**SOURCE PASSAGE:**

BEGIN

At one point, he'd dug so many holes in the backyard that my hubby went to work filling them all in and we instituted a no digging holes in the backyard policy.  Why? Because the only people the kid was going to thwart were himself, his family and his friends. The only thing thwarted after the great hole filling in by daddy was the no more holes policy. The boy was literal. We said no more holes in the BACKYARD. With asperger's, you have to be specific.

The kid started a small pit to China in the side yard, or alley between our house and our neighbor's -- right split in the middle. The hole once again was to trap anyone who meant us harm. We put a stop to that digging as soon as we discovered complete silence and a missing shovel. We explained to the boy and his hole digging companion (after all, boys love to get into the dirt, so the kid's obsession was cool)  that that's where our neighborhood had a special drainage system put in because our gutters were emptying into our neighbors house and garage. If he'd hit a pipe, it would have been disaster. I kept meaning to fill in that hole, but never got to it. I also reminded the kids that part of that hole now belonged to our neighbor, who wouldn't appreciate the extra security.

END

**MATERIAL PROVIDED:**

BEGIN

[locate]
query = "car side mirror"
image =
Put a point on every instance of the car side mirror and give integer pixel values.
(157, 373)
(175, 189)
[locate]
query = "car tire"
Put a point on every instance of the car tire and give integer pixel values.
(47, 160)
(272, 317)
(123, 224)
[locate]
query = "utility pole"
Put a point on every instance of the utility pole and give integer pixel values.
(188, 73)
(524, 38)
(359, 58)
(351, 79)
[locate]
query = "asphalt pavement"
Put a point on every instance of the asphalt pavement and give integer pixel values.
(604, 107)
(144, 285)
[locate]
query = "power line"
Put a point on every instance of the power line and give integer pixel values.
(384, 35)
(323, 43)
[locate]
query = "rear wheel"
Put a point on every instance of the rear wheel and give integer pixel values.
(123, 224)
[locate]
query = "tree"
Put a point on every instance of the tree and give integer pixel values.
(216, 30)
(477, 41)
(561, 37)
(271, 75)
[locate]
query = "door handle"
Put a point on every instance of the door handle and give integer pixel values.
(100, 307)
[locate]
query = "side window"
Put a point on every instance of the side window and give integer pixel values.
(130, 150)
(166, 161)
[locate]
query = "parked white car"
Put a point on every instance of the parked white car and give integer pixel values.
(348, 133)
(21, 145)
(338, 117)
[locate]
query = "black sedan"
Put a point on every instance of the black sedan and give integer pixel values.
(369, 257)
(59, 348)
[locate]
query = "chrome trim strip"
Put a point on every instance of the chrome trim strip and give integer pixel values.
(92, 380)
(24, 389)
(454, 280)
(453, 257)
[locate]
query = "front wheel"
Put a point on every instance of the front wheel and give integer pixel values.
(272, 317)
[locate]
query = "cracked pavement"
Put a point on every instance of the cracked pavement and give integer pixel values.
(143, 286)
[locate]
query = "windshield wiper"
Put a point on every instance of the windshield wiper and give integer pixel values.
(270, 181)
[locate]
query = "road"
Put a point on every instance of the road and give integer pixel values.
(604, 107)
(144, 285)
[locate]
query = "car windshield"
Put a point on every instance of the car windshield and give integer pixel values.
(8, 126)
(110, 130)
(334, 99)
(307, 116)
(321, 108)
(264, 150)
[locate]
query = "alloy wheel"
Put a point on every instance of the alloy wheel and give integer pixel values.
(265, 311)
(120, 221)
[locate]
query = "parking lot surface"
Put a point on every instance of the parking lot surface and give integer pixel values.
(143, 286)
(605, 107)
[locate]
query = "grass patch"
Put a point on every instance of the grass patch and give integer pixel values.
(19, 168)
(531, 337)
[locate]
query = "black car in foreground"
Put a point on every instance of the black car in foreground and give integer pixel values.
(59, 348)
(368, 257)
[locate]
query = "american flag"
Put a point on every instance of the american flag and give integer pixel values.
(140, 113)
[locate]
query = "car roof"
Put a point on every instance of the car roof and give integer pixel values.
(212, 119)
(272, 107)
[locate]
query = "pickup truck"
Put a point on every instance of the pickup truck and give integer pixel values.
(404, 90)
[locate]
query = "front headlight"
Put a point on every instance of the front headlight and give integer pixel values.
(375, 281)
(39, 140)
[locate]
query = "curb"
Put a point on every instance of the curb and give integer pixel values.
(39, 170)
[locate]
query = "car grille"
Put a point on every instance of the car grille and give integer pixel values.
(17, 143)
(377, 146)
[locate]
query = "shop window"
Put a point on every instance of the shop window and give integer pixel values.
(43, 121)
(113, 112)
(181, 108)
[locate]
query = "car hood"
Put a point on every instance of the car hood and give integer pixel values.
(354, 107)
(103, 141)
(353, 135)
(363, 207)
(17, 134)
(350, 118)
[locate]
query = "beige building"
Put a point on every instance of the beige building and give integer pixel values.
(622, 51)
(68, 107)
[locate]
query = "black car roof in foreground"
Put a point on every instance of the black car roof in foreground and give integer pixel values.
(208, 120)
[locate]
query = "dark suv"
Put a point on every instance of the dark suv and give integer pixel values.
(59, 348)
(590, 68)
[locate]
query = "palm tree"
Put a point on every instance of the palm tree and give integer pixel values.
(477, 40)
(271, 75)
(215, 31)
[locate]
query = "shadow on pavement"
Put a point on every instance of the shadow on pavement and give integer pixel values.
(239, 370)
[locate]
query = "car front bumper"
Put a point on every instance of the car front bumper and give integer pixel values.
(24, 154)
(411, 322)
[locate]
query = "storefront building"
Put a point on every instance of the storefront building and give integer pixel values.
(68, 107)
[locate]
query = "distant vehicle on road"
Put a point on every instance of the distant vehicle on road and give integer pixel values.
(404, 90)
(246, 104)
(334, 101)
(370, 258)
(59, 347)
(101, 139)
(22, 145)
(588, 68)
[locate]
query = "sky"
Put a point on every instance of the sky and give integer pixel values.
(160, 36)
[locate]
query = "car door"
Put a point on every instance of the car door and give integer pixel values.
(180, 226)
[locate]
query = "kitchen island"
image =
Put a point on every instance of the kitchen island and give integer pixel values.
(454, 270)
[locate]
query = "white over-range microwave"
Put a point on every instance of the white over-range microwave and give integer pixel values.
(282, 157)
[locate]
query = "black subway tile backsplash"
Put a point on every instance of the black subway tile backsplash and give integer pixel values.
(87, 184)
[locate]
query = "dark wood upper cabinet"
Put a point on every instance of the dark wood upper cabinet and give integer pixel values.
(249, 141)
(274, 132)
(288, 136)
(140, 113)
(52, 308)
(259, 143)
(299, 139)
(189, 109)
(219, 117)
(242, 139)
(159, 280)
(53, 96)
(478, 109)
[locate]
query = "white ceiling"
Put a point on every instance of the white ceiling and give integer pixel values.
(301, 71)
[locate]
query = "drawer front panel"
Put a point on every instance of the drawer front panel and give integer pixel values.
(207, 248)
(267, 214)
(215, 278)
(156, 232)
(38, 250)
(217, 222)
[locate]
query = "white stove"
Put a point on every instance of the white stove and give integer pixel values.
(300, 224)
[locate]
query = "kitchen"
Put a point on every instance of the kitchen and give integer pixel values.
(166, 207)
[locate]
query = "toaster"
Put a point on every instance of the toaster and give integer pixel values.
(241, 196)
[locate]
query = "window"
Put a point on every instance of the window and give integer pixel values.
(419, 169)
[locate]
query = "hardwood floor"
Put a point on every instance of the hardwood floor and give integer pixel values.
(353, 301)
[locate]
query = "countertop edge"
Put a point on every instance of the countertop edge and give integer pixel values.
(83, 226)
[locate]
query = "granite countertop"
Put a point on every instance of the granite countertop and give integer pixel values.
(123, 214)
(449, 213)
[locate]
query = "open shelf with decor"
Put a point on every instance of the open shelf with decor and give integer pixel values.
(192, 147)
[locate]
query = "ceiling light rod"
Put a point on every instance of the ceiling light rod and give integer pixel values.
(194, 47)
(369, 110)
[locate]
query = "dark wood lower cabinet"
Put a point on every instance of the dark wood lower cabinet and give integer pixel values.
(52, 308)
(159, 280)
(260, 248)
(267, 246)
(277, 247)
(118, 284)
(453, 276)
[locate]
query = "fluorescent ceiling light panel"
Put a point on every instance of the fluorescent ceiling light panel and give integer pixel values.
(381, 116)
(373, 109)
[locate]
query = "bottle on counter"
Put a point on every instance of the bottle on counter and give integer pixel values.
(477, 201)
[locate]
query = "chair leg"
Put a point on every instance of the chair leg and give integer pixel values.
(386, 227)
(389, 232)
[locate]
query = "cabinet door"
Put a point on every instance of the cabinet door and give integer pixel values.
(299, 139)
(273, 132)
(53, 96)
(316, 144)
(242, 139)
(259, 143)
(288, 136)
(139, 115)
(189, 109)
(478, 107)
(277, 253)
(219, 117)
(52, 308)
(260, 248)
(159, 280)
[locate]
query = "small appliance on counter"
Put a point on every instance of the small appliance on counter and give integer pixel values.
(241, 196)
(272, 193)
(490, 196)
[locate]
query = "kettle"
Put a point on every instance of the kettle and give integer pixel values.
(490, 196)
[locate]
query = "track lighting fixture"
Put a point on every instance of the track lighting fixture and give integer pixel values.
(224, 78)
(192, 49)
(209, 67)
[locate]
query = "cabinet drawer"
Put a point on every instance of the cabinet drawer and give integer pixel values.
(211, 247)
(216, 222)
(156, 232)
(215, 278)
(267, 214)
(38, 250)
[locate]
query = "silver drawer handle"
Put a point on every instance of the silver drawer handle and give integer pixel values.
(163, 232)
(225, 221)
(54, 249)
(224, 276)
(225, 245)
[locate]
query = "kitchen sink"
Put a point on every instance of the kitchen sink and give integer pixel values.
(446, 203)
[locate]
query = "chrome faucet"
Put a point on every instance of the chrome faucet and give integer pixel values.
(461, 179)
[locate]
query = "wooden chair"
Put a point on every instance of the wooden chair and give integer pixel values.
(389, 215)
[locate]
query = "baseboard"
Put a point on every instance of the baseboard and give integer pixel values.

END

**WHAT IS REQUIRED:** In the hole-digging text, why did the neighborhood put in a special drainage system between the two houses? Answer from the hole-digging text only, not from the lines.

**RESPONSE TO THE TASK:** Their gutters were emptying into the neighbors' house and garage.